--- Start of Supplied material ---

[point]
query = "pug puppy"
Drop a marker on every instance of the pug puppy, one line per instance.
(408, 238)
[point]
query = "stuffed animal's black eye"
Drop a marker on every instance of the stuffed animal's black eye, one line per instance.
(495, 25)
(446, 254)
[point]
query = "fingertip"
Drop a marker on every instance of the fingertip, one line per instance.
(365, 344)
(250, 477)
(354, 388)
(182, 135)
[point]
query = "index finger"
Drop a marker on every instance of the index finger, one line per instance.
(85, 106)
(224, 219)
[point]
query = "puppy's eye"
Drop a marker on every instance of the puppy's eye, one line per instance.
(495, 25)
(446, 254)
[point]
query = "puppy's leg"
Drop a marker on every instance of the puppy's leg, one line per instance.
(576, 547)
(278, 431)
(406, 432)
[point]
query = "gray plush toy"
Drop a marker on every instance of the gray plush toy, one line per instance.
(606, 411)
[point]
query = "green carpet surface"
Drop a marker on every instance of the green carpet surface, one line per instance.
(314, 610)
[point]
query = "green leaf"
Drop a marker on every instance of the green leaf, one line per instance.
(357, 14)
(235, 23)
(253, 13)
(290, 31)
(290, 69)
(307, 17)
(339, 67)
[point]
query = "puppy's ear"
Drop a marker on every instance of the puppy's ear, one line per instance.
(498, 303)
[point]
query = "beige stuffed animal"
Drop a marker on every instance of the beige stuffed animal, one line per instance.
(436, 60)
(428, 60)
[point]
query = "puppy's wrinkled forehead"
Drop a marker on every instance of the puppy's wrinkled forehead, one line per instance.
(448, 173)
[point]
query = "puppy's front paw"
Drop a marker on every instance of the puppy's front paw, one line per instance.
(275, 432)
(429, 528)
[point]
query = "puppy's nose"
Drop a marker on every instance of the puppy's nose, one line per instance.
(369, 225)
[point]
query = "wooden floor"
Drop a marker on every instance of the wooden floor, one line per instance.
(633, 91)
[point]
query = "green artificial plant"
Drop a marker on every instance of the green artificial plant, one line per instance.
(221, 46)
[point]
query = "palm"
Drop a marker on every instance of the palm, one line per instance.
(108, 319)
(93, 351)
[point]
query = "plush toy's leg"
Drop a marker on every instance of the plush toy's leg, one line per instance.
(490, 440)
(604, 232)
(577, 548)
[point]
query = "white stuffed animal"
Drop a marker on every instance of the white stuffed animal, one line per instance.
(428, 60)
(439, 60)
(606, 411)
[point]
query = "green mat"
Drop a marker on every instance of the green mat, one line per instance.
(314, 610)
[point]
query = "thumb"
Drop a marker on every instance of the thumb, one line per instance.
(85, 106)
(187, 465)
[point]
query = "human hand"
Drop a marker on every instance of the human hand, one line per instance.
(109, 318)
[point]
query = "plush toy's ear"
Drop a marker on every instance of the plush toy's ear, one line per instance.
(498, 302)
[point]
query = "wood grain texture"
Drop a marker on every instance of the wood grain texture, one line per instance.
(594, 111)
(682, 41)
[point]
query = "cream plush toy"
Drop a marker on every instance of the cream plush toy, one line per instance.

--- End of Supplied material ---

#### Written task
Find every line in the material above that contains the string "artificial" and copy each one. Case counts.

#### Response to this exercise
query = "green artificial plant"
Drop a marker on every instance of the green artificial plant, one line per instance.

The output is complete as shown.